WHAT YOU ARE ASKED TO DO: Display every line of the material below that contains the string "target", copying each line in full. Matching is case-sensitive.

STORED RECORDS:
──────
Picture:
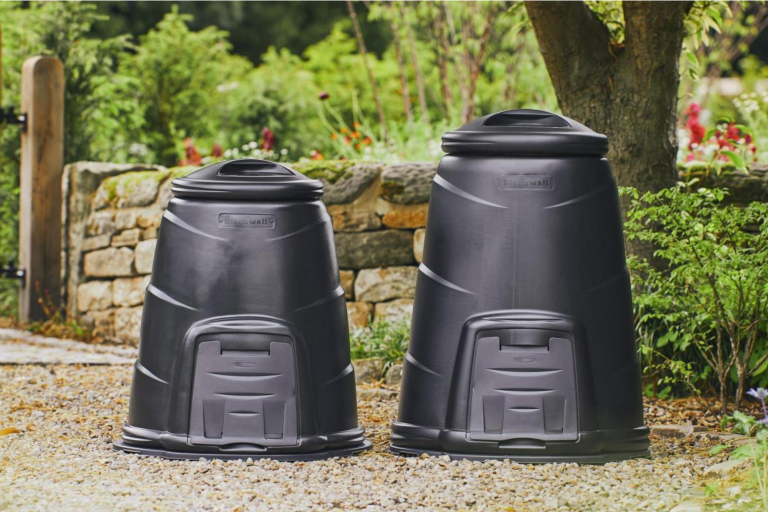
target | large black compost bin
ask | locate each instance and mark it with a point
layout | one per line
──────
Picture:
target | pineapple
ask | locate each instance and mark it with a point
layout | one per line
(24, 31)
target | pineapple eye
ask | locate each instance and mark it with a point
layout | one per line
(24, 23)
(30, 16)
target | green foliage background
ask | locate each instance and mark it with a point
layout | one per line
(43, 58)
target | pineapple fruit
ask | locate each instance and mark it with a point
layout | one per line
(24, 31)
──────
SOLUTION TO THIS EXERCISE:
target | large black compost bin
target | pineapple
target | pineapple eye
target | green foliage background
target | pineapple fruit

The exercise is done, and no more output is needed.